Task prompt: A faithful copy is required: transcribe each line below exactly, minus the pictures.

Stored records:
_____

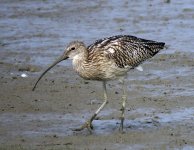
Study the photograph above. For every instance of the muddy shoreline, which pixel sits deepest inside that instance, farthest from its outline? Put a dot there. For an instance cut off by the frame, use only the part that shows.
(160, 105)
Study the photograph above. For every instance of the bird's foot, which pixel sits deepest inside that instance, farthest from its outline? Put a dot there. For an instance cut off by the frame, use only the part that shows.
(121, 125)
(87, 124)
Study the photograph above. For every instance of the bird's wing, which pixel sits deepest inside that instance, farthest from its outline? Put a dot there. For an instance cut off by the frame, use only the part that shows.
(127, 50)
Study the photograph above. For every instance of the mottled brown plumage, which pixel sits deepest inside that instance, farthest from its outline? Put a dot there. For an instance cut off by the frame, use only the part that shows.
(108, 59)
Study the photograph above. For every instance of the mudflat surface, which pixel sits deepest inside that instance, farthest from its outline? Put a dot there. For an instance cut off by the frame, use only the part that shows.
(160, 105)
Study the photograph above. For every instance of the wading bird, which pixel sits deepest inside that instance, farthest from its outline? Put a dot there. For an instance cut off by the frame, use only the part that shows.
(108, 59)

_____

Written response:
Study the photograph above. For every instance of the muddy shoreline, which pixel sits deepest inside that instance, farthest from its outline? Put a dot there. For an instance cut off by the frame, use only the part that shows.
(160, 105)
Study the photograph above. For every instance of the bird's foot, which pixel sits deepest inside that instance, farthest from its outline? Put a dot there. For an instance cut off by the frame, use only the part that shows.
(121, 125)
(87, 124)
Study the photograph above. For every instance of the bird's wing, which pixel sits deepest inside that instance, farthest from its outline? Put a dot there. For an instance cut off by the frame, use only the part that shows.
(127, 50)
Study the photograph above. For every instance of the mottled brown plumage, which pixel sits deepest inside that instance, farthest from its outline? Put a dot there. For an instance cut off by the frame, use only the part that shows.
(108, 59)
Study the photograph above. For every instance of the mudflat surface, which pixel sits deepest inside that instance, farthest from its outline? Put a dot there. For an instance cut off by the frame, use only the part that shows.
(160, 105)
Study the photograph above. For every instance of the wading bird, which pixel sits deepest inside that instance, farthest from its outline? Put a dot there. For an instance cut off by the frame, use only the part that shows.
(108, 59)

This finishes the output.